This is perhaps what I most admired about him. His no-nonsense way of living photography. His total disinterest in the mundane dynamics of fame and status. The profound sense of purpose with which he did things. It was all about the work for him, not about his own persona. Even as the prizes, solo exhibitions and retrospectives in prestigious museums began raining in, from the Moma in 1998, to the Centre Pompidou in 2018— he remained the same.
He invariably wore the same outfit, whether for a vernissage or a photo shoot. His wardrobe, it seemed, consisted entirely of plain T-shirts in monotone colours and ‘outdoors’ type of trousers. I never saw him without his photo vest and its many pockets.
Perhaps this sober way of being is a generational thing, him having been born in 1930 from jewish parents who had fled Lithuania as children. Or perhaps it had more to do with the fact that international fame came rather late in his career. By the time world-wide recognition started picking up in the 1990s, Goldblatt had already been photographing for nearly forty years and had long been acclaimed in his own country.
┄┄┄┄┄┄
■ **Requirement 1**
In the passage about Goldblatt, what year was he born?
■ **Requirement 2**
Reproduce the Goldblatt passage starting at "Perhaps this sober" and ending at "his own country.", renaming "Lithuania" to "Latvia".
┄┄┄┄┄┄
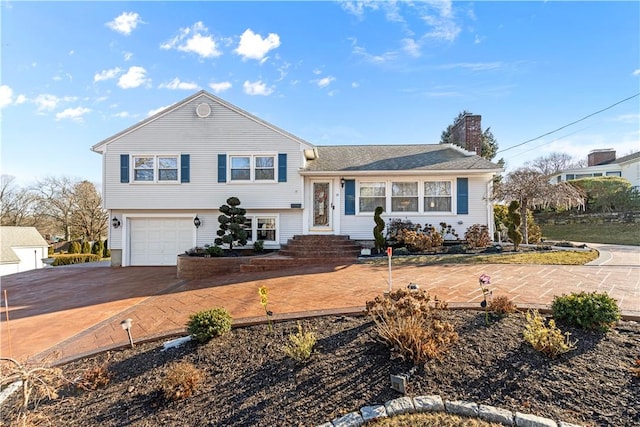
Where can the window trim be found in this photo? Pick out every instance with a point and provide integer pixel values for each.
(156, 168)
(252, 168)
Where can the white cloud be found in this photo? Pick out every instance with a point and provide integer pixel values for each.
(196, 40)
(253, 46)
(177, 84)
(325, 81)
(74, 114)
(256, 88)
(157, 110)
(135, 77)
(6, 96)
(220, 87)
(46, 102)
(106, 74)
(125, 23)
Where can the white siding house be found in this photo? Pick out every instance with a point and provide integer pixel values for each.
(186, 161)
(22, 249)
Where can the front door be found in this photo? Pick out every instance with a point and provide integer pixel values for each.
(322, 206)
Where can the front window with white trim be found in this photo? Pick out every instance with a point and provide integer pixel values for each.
(252, 168)
(404, 197)
(152, 168)
(437, 196)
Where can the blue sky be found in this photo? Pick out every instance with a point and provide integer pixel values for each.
(372, 72)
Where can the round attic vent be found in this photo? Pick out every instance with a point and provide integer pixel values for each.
(203, 110)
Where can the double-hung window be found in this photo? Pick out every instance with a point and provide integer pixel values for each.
(372, 195)
(437, 196)
(152, 168)
(404, 197)
(253, 168)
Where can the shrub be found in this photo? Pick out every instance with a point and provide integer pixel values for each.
(181, 381)
(97, 248)
(300, 345)
(477, 236)
(501, 305)
(548, 340)
(68, 259)
(407, 322)
(597, 311)
(207, 324)
(74, 248)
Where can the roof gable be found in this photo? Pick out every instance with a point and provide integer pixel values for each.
(101, 146)
(393, 158)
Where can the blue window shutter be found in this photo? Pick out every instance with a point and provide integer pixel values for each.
(184, 168)
(124, 168)
(463, 196)
(282, 167)
(222, 168)
(349, 196)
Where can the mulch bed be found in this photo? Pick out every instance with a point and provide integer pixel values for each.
(250, 382)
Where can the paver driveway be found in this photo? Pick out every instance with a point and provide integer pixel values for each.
(64, 313)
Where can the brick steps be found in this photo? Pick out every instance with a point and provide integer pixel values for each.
(307, 250)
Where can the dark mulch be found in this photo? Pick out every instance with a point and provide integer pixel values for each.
(250, 382)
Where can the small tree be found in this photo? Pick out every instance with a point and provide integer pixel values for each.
(380, 241)
(232, 224)
(514, 224)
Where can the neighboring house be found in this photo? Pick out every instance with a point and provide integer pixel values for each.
(605, 163)
(185, 161)
(22, 249)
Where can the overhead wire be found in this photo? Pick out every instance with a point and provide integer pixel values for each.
(569, 124)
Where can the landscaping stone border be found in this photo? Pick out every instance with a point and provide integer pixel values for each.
(435, 403)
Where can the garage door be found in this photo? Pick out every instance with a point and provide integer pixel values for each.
(158, 241)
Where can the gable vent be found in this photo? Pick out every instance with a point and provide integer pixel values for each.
(203, 110)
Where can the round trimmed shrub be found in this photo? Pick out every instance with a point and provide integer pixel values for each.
(207, 324)
(589, 310)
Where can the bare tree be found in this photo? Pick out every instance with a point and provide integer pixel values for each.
(88, 217)
(554, 163)
(16, 204)
(532, 189)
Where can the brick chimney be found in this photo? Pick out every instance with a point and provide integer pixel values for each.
(601, 157)
(467, 132)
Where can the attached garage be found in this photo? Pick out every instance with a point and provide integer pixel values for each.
(158, 241)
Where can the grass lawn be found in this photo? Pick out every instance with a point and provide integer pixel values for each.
(619, 234)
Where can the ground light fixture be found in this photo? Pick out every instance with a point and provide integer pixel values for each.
(126, 325)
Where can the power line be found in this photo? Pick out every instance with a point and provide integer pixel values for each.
(570, 124)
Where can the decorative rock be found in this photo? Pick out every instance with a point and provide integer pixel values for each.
(401, 405)
(373, 412)
(495, 415)
(528, 420)
(461, 407)
(352, 419)
(431, 403)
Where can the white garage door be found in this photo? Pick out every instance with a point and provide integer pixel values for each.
(158, 241)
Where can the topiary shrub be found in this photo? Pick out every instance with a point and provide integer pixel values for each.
(477, 236)
(378, 237)
(515, 221)
(593, 310)
(207, 324)
(548, 340)
(74, 248)
(232, 224)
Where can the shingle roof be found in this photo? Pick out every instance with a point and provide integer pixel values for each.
(11, 237)
(423, 157)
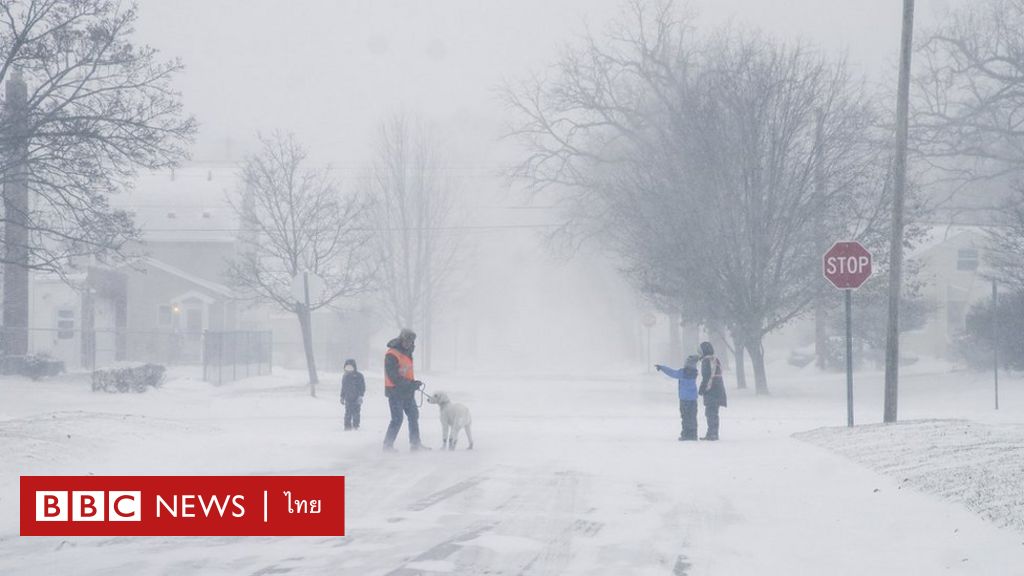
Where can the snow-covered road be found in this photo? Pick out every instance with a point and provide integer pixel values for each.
(569, 476)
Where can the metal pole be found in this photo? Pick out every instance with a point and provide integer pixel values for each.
(849, 358)
(648, 348)
(995, 342)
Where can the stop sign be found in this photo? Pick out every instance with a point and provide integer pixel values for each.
(847, 264)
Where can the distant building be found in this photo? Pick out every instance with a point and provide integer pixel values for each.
(158, 307)
(951, 270)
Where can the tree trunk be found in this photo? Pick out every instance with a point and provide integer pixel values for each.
(899, 192)
(755, 347)
(305, 323)
(738, 348)
(820, 333)
(15, 200)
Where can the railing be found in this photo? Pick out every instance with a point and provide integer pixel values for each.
(236, 355)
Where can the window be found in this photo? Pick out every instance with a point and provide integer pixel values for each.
(955, 311)
(967, 259)
(66, 324)
(165, 316)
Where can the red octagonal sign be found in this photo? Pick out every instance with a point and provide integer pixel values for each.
(847, 264)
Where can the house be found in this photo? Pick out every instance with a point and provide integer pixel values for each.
(158, 306)
(950, 261)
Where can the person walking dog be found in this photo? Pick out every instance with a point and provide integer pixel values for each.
(399, 387)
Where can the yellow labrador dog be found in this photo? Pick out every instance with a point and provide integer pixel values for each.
(454, 418)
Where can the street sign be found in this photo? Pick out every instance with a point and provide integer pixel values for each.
(847, 264)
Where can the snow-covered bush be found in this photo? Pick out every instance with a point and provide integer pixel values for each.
(976, 343)
(34, 366)
(125, 378)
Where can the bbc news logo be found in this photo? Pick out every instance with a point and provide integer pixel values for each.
(88, 505)
(306, 505)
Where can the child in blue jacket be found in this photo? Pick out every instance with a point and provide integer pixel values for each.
(687, 378)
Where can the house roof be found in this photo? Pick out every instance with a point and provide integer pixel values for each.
(936, 236)
(213, 287)
(188, 204)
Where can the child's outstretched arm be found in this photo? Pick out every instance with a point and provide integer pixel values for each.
(669, 371)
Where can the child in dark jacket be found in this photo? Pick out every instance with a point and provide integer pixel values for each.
(687, 378)
(352, 387)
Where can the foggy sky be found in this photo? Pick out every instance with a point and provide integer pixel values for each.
(329, 71)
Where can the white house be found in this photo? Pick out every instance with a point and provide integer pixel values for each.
(951, 260)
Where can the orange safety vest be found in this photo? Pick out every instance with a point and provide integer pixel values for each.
(404, 367)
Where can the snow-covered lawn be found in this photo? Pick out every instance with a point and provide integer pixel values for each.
(569, 476)
(978, 465)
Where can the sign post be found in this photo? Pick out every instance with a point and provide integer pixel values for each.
(847, 265)
(648, 322)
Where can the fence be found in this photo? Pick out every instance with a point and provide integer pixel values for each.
(230, 356)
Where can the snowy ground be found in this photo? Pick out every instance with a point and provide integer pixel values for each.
(569, 476)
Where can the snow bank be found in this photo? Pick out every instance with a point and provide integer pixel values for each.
(978, 465)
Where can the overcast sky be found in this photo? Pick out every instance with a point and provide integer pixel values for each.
(331, 70)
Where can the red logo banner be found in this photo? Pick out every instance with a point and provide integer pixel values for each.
(182, 505)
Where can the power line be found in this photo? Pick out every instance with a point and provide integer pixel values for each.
(471, 228)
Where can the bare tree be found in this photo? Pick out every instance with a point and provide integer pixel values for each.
(415, 216)
(84, 108)
(694, 160)
(296, 220)
(968, 116)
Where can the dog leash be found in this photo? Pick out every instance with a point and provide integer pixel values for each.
(423, 394)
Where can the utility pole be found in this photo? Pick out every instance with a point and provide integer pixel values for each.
(15, 203)
(820, 313)
(995, 341)
(899, 195)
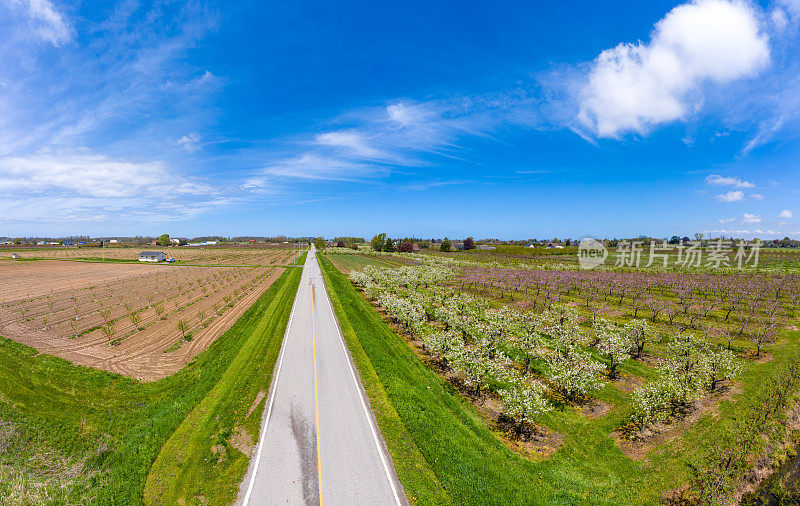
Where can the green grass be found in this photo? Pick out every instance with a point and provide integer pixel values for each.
(430, 427)
(108, 430)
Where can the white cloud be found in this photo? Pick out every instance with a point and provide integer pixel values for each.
(633, 87)
(728, 181)
(732, 196)
(311, 166)
(83, 174)
(351, 141)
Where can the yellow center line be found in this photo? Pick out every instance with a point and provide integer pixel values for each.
(316, 394)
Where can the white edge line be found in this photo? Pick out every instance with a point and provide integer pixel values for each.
(274, 385)
(361, 395)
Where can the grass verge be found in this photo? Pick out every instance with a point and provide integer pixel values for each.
(206, 458)
(473, 466)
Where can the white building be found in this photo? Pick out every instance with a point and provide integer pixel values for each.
(152, 256)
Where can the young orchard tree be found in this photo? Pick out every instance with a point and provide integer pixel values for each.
(681, 368)
(108, 331)
(651, 403)
(615, 347)
(441, 345)
(719, 365)
(529, 343)
(575, 373)
(524, 401)
(476, 366)
(105, 314)
(763, 333)
(378, 241)
(136, 318)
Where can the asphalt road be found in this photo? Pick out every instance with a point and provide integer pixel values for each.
(319, 441)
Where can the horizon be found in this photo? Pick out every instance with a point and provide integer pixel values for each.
(510, 121)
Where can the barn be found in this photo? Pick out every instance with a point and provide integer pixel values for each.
(152, 256)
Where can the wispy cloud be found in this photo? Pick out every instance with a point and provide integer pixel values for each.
(43, 20)
(115, 89)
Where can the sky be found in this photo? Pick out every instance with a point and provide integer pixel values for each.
(508, 120)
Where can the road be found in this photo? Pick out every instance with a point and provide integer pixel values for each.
(319, 441)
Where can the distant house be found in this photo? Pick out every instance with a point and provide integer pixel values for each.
(152, 256)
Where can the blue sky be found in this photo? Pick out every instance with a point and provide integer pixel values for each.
(509, 119)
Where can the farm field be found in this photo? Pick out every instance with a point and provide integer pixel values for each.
(78, 435)
(782, 259)
(351, 262)
(143, 321)
(211, 255)
(614, 386)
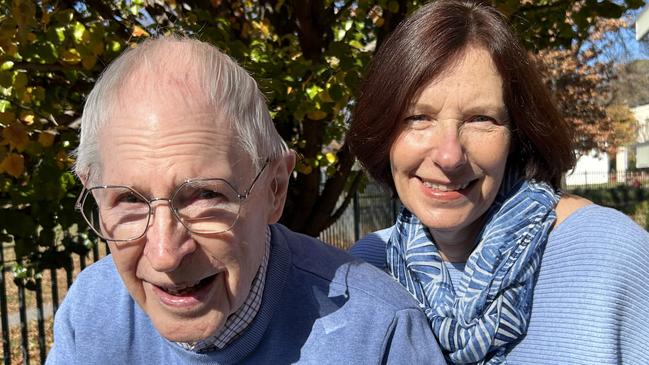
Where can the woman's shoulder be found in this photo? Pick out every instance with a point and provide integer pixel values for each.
(601, 236)
(582, 217)
(371, 248)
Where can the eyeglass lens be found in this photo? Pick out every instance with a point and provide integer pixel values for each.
(120, 213)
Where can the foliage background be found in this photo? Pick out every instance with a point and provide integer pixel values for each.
(308, 57)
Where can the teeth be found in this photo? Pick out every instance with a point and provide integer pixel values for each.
(446, 187)
(179, 290)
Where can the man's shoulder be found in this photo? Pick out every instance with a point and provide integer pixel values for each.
(371, 248)
(330, 266)
(99, 277)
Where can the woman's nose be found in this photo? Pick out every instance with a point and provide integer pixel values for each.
(448, 152)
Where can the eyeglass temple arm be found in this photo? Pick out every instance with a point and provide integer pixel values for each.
(245, 195)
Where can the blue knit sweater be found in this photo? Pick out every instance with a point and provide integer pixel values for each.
(591, 296)
(320, 306)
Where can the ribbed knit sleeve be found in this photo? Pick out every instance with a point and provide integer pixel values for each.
(591, 299)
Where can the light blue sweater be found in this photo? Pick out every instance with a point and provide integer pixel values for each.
(591, 297)
(320, 306)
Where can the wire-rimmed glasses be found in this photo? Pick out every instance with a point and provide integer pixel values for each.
(204, 206)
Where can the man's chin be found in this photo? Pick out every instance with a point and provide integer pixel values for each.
(185, 329)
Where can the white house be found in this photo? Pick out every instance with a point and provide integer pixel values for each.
(642, 24)
(642, 143)
(591, 168)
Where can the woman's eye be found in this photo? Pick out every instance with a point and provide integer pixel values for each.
(483, 119)
(419, 121)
┄┄┄┄┄┄
■ **Correct output 1**
1930

■ **Correct output 2**
Perhaps this sober way of being is a generational thing, him having been born in 1930 from jewish parents who had fled Latvia as children. Or perhaps it had more to do with the fact that international fame came rather late in his career. By the time world-wide recognition started picking up in the 1990s, Goldblatt had already been photographing for nearly forty years and had long been acclaimed in his own country.